Problem -
How many lines of the records contain the string "leafy"? Give only the number, and treat uppercase and lowercase as different.

Point annotation records -
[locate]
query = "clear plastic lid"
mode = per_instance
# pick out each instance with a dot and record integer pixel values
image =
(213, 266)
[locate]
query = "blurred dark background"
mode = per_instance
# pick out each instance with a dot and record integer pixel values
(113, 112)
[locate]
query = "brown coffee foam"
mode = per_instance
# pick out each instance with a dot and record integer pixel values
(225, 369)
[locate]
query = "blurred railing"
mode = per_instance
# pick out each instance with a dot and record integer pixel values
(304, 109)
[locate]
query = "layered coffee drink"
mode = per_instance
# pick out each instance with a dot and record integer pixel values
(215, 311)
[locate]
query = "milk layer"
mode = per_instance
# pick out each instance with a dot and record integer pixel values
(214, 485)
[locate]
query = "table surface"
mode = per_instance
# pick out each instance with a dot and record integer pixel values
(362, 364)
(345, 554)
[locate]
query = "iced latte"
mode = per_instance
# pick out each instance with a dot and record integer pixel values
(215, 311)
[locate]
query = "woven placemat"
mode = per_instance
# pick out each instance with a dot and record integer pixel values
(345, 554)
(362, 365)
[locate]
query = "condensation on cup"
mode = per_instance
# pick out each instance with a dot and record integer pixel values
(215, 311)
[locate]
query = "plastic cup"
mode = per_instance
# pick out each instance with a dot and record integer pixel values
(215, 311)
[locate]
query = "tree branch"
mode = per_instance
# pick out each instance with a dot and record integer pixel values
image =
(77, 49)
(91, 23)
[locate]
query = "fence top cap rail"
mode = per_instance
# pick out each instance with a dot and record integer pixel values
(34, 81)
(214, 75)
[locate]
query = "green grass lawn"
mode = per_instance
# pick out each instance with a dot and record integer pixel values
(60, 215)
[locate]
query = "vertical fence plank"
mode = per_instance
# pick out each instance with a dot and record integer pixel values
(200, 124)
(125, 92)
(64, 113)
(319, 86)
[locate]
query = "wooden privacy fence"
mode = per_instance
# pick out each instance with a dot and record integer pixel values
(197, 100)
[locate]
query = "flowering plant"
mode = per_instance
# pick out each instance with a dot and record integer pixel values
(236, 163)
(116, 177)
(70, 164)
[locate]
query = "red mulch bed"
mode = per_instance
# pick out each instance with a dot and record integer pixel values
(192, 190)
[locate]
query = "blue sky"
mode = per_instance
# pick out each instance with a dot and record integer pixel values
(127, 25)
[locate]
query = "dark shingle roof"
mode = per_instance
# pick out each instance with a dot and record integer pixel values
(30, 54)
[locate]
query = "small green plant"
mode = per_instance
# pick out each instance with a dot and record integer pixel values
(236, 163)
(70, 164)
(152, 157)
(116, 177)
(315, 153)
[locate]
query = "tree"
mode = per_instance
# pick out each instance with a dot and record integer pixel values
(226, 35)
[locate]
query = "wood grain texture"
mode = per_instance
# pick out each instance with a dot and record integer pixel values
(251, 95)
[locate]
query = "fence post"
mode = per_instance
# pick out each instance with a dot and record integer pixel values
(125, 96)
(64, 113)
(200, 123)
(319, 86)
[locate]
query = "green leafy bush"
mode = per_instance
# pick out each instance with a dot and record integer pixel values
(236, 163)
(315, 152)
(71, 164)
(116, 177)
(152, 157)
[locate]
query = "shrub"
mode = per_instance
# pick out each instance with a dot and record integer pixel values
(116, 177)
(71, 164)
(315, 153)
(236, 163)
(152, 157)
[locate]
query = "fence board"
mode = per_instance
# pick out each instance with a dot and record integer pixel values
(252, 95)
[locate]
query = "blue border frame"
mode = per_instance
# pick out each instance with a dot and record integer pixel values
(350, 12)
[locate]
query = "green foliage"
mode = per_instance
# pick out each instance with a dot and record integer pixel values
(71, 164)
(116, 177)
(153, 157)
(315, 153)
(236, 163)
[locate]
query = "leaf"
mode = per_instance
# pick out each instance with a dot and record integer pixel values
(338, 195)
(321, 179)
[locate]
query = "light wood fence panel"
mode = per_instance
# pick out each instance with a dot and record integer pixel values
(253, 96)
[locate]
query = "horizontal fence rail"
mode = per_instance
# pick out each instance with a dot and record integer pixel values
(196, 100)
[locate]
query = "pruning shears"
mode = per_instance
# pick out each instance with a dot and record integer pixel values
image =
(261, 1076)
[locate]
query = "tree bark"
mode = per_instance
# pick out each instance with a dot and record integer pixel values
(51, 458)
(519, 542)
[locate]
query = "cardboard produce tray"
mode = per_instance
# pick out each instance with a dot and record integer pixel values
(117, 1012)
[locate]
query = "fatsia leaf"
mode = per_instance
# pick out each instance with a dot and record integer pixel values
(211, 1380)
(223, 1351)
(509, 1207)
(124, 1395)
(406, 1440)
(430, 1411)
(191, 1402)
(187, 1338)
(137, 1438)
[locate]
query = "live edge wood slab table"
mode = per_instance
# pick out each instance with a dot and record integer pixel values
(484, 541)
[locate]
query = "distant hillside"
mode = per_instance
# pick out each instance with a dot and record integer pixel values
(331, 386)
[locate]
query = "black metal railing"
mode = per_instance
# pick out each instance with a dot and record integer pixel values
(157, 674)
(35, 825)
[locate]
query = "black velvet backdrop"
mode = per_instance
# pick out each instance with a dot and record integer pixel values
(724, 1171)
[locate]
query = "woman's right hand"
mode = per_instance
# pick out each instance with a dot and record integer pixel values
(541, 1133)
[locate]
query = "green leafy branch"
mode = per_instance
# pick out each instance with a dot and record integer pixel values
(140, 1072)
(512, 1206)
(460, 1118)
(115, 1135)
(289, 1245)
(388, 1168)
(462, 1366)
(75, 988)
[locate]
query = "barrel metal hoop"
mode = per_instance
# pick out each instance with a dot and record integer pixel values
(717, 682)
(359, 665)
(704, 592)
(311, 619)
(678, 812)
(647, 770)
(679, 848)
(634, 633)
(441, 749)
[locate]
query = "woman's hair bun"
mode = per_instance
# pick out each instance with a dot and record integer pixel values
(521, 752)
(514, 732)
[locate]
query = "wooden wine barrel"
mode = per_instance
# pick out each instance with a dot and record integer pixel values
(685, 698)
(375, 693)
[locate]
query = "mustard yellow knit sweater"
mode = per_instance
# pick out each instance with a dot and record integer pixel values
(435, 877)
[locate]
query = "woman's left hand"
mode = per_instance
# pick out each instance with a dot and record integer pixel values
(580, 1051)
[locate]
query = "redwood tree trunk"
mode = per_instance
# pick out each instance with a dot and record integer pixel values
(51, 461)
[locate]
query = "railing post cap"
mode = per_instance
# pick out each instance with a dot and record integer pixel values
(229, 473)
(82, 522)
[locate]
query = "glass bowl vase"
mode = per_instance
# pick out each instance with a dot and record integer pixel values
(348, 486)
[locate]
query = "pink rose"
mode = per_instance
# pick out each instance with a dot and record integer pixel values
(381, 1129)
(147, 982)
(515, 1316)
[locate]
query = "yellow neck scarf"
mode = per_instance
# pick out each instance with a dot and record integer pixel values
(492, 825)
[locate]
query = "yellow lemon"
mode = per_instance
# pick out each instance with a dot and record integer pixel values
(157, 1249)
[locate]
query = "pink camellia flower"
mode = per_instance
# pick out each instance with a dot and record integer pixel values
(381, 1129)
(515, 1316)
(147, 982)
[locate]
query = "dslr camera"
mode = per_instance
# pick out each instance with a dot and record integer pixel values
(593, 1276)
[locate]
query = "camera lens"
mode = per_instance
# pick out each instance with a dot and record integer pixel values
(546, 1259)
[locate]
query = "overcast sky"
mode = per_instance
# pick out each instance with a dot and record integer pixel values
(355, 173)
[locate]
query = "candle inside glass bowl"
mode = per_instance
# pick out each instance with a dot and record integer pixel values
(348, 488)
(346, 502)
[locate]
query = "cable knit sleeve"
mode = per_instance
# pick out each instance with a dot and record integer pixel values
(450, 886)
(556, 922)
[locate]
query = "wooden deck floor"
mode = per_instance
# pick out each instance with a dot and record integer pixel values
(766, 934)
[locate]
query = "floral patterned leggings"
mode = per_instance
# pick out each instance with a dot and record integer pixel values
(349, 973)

Task solution -
2